#### [Task instructions]
Copy every line in the items below that contains the word "team", matching case exactly.

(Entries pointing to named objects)
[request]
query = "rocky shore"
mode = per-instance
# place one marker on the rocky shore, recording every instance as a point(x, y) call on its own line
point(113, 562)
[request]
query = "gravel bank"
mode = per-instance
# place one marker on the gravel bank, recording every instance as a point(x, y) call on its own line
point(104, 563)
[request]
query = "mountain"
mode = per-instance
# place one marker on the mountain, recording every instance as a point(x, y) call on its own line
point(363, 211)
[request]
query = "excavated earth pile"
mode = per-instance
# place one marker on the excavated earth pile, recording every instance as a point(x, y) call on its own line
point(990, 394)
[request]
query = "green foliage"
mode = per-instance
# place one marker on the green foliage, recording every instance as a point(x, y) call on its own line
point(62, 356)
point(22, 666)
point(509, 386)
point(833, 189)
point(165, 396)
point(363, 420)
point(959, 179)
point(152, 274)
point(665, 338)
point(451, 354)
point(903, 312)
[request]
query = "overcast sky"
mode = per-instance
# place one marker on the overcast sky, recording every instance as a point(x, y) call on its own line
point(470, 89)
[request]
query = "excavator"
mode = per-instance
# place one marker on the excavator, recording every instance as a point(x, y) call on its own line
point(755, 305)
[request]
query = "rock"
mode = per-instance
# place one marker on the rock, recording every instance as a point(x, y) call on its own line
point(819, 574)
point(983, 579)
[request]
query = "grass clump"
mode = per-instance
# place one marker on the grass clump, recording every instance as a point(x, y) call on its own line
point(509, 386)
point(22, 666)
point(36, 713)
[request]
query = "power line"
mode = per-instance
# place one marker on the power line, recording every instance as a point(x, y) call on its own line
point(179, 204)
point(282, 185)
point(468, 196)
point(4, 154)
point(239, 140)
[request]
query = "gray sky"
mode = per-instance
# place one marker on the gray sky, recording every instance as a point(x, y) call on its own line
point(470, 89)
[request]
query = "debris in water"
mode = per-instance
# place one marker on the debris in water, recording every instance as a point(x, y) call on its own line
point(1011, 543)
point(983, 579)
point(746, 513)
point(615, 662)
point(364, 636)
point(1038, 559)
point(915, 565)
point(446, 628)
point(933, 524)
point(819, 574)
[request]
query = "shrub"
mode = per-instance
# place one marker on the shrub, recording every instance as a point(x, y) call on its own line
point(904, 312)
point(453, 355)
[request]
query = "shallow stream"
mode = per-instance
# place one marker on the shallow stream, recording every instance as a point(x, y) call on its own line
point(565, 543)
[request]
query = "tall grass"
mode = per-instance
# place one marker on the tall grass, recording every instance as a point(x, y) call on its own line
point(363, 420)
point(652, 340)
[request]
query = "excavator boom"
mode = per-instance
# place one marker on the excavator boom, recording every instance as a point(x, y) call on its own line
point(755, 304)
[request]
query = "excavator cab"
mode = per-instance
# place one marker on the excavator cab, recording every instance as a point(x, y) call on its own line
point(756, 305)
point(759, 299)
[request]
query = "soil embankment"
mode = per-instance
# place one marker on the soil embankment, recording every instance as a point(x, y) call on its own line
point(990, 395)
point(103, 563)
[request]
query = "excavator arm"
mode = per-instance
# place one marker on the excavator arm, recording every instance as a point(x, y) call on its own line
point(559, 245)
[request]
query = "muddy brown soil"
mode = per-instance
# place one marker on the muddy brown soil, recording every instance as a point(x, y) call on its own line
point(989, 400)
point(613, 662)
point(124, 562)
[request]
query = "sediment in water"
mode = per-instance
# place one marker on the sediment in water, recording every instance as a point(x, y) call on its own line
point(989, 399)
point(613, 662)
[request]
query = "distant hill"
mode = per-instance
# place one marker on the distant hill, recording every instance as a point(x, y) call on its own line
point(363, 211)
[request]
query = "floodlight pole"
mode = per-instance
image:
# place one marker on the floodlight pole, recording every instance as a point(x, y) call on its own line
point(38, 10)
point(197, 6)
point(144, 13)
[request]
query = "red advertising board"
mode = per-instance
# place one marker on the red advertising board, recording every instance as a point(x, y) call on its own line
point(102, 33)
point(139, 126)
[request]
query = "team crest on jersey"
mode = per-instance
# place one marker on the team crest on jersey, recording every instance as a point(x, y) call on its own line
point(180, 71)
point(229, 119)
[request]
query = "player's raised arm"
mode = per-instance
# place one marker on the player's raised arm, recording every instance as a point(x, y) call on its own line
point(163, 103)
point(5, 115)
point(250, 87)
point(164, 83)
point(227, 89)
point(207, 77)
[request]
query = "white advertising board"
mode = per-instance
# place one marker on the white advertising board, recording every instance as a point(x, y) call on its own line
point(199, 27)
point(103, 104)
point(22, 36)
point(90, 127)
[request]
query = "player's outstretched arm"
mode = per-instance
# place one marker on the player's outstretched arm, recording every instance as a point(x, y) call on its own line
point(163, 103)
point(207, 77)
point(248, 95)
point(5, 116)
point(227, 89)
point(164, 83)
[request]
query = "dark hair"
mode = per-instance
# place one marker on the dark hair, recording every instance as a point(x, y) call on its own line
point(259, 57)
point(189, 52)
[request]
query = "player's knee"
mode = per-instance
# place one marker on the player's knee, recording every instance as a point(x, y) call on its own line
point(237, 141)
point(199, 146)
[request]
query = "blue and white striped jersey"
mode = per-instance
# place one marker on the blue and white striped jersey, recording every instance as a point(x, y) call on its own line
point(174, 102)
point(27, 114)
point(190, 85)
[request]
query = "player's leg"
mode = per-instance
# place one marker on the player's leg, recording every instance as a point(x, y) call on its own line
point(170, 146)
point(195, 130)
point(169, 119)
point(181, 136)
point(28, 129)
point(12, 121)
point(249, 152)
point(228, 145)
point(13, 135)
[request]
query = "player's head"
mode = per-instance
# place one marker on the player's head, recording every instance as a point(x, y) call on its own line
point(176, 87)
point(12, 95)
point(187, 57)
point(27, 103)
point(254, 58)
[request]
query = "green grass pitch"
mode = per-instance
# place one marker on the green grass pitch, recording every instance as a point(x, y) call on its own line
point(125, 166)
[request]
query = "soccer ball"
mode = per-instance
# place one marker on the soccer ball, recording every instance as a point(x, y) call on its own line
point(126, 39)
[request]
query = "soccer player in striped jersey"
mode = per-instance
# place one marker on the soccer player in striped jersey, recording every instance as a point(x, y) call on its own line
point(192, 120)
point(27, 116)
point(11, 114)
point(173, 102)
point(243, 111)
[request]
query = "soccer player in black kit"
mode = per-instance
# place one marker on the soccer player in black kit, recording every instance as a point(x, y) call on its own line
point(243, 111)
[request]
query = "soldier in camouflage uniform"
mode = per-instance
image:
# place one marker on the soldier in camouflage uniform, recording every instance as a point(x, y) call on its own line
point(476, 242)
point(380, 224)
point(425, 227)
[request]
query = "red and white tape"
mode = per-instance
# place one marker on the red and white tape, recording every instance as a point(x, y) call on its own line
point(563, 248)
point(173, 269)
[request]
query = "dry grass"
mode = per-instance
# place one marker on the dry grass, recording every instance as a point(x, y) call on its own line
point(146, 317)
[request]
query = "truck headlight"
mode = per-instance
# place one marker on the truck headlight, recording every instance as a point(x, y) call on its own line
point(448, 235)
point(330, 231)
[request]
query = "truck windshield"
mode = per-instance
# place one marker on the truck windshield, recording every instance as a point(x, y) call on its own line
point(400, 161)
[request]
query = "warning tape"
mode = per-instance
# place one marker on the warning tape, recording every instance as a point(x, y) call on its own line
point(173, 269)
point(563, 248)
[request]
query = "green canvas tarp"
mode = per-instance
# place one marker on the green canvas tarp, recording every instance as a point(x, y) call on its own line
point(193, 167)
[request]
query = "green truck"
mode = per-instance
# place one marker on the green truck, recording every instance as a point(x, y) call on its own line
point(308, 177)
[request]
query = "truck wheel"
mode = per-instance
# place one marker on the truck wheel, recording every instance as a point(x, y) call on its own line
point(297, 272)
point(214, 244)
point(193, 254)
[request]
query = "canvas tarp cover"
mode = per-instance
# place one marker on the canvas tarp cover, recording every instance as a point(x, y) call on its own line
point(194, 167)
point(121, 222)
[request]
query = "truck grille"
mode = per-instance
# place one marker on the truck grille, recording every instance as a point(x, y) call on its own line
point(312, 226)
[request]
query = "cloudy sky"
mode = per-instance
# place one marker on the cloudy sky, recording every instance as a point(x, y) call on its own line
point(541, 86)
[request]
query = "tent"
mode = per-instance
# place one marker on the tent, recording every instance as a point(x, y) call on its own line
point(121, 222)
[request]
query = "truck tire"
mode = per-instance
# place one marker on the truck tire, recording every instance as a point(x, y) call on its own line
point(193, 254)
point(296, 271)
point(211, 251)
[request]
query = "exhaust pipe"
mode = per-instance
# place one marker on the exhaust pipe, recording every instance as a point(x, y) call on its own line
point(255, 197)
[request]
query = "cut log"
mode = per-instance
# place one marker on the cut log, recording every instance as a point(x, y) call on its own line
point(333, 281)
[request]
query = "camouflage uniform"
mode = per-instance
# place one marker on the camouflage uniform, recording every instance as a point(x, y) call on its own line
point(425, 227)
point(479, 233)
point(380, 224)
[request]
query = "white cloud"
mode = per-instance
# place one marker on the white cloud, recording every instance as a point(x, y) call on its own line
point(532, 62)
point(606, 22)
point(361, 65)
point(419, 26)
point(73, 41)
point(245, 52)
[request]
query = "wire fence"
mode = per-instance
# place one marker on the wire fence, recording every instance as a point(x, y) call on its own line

#### [Response to this task]
query = "team crest on jersey"
# place one marker on the team crest on jersey, recording every instance as a point(x, y) call on its own line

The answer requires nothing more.